[Region pointing data]
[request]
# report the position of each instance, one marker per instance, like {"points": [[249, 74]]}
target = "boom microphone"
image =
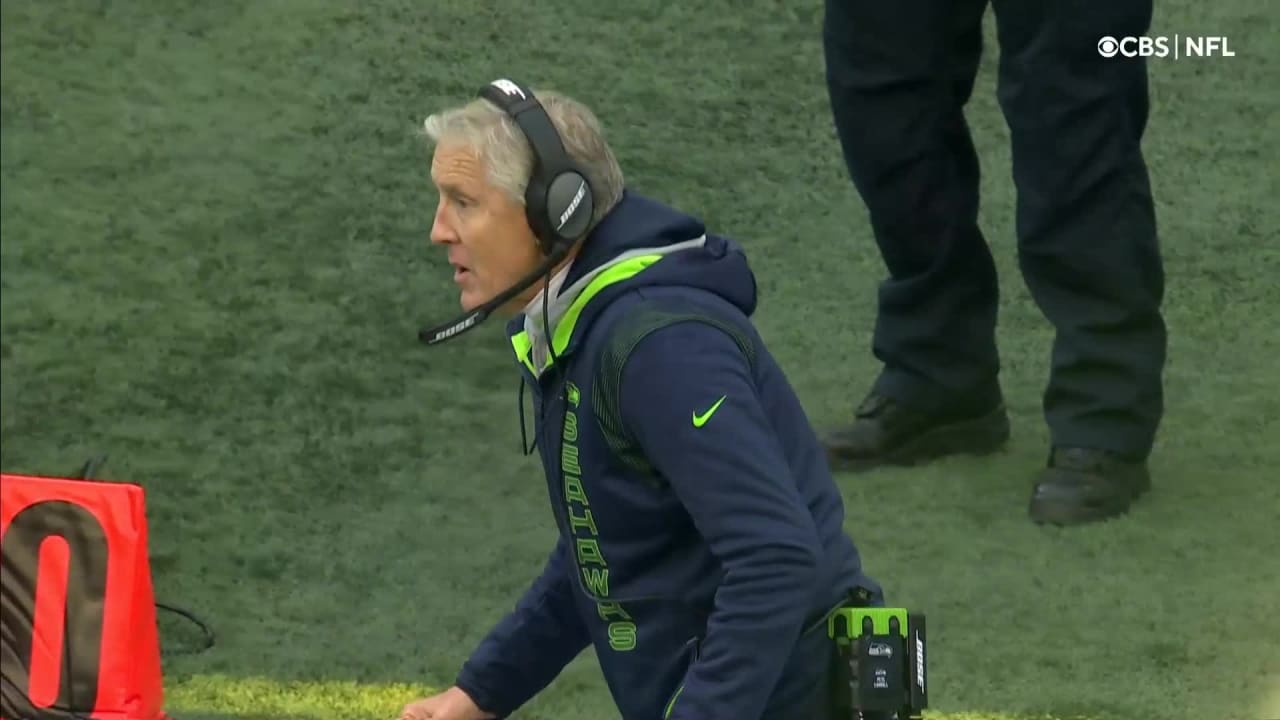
{"points": [[472, 318]]}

_Brief_:
Set out, exactly as given, the line that contains "# report the" along with each line after it through the end of the records above; omit the pictures.

_Answer to the problem_:
# report the position of each instance, one marker per instance, like {"points": [[249, 74]]}
target = "boom microphone"
image =
{"points": [[472, 318]]}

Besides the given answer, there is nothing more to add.